**Problem requirements**
What follows is a set of entries. Give them again exactly, without the pictures.

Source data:
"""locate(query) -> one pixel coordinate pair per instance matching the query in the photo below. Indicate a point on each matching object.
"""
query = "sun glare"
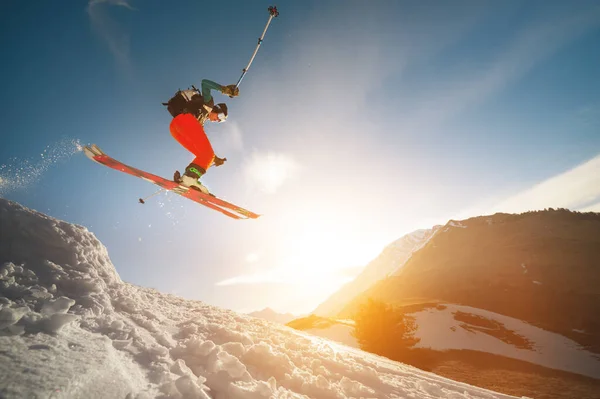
(269, 171)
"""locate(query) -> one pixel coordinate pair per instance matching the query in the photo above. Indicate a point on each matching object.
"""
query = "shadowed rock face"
(541, 267)
(389, 262)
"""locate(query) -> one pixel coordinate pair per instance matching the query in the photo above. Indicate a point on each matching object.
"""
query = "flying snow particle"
(21, 173)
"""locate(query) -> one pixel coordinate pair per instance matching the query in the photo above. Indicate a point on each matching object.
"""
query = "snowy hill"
(539, 267)
(70, 327)
(271, 315)
(390, 261)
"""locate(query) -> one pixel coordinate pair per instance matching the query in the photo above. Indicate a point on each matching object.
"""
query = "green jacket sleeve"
(207, 86)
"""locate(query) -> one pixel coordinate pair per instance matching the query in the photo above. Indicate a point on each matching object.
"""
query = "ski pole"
(272, 13)
(143, 200)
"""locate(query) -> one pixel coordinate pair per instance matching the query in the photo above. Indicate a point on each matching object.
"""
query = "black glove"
(231, 91)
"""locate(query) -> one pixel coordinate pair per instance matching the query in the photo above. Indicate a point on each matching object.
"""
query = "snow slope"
(389, 262)
(69, 327)
(440, 328)
(271, 315)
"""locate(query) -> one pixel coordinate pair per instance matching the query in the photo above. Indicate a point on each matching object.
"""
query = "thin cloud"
(109, 30)
(575, 189)
(258, 278)
(532, 46)
(269, 171)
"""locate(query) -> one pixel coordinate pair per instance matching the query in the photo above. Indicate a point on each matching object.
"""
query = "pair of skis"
(233, 211)
(94, 153)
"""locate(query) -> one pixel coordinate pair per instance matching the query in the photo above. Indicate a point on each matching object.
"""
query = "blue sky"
(358, 122)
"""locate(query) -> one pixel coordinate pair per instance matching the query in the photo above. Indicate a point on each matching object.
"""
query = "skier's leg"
(190, 134)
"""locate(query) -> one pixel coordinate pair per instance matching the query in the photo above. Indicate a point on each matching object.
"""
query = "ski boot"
(191, 178)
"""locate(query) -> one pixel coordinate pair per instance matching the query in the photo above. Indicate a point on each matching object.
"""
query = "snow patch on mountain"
(69, 327)
(451, 326)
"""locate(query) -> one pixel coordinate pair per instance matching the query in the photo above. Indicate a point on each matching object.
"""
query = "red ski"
(97, 155)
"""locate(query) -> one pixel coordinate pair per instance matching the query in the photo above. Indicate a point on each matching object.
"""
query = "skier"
(190, 110)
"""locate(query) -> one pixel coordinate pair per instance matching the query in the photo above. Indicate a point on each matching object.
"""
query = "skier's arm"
(208, 85)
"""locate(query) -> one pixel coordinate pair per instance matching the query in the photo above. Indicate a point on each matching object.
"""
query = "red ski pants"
(190, 134)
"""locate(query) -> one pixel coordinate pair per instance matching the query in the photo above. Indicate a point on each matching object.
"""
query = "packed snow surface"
(69, 327)
(439, 328)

**Reply to the task**
"""locate(query) -> one pixel coordinate pair per instance matching the query in the photo below. Indicate a point on each matching object.
"""
query = "sun glare"
(269, 171)
"""locate(query) -> one pixel coordinate pair per instance matching the query in the photo above. Indicate a point on each matching object.
"""
query = "shadowed rock face"
(541, 267)
(389, 262)
"""locate(query) -> one pixel coordinate pair per instance matching the query in the photo above. Indicate a point on each matching object.
"""
query = "flying snow particle"
(21, 173)
"""locate(query) -> one pixel coordinate pair per instance matching the query in the photo above. Indicate a point on each matching object.
"""
query = "snowy hill"
(539, 267)
(70, 327)
(271, 315)
(390, 261)
"""locate(query) -> one pixel coordinate pair per instance matching the query in the photo above. Indicate a point on each matching object.
"""
query = "green jacket sleeve"
(207, 86)
"""locate(query) -> one pixel coordinate pair per instance matching the query in the photo above. Indicate a point on each matching object.
"""
query = "ski pole"
(272, 13)
(143, 200)
"""locate(query) -> one pixel coordinate pair per instance matching the query in the photo above. Indicate a point on each matching object.
"""
query = "black glove"
(231, 91)
"""locate(query) -> one pixel coordinate pair per instance matching the query in the photo above. Indicate a point on each matching object.
"""
query = "snow slope"
(389, 262)
(69, 327)
(440, 328)
(271, 315)
"""locate(query) -> one pixel coordinate pair per instance matching the query in the photo above. Indicate a point on each matching object.
"""
query = "thin cloud"
(109, 30)
(575, 189)
(258, 278)
(532, 46)
(269, 171)
"""locate(query) -> one pixel coordinate pair per instance matching the query in the photo above. Indicate a point on each matching object.
"""
query = "pair of skis"
(233, 211)
(94, 153)
"""locate(query) -> one pixel coordinate pair per instance matching the query in the photo above. Indicate a point on each matching object.
"""
query = "blue sky"
(358, 122)
"""locate(query) -> one pixel coordinate pair per instance matching the query in the photo above. Indicate a point on each matching object.
"""
query = "skier's leg"
(190, 134)
"""locate(query) -> one pixel coordinate pair per instance matching the query in the photo above. Indicate a point on each matching object.
"""
query = "ski boot"
(191, 178)
"""locate(query) -> one pixel coordinate pair per instance matching the query in the photo above. Indicate a point on each matching object.
"""
query = "snow patch on mountain"
(69, 327)
(451, 326)
"""locate(query) -> one pixel coordinate pair per instance matching the query in the photo above. Indicate a point on each matching object.
"""
query = "red ski"
(97, 155)
"""locate(query) -> one pixel coordinate pair per instance matching the query in the photo above. Indicate a point on each matching object.
"""
query = "skier"
(190, 110)
"""locate(query) -> one pixel coordinate pair per instance matching the query in the photo above. Indicate a point on each matching object.
"""
query = "skier's arm"
(208, 85)
"""locate(query) -> one pixel coordinate pair per instance matching the query in the photo above. Indicate a point on each matching object.
"""
query = "red ski pants"
(190, 134)
"""locate(query) -> one pixel coordinate pair per instance matching the query in the photo above. Indicate a point on each matching object.
"""
query = "packed snow surface"
(69, 327)
(439, 328)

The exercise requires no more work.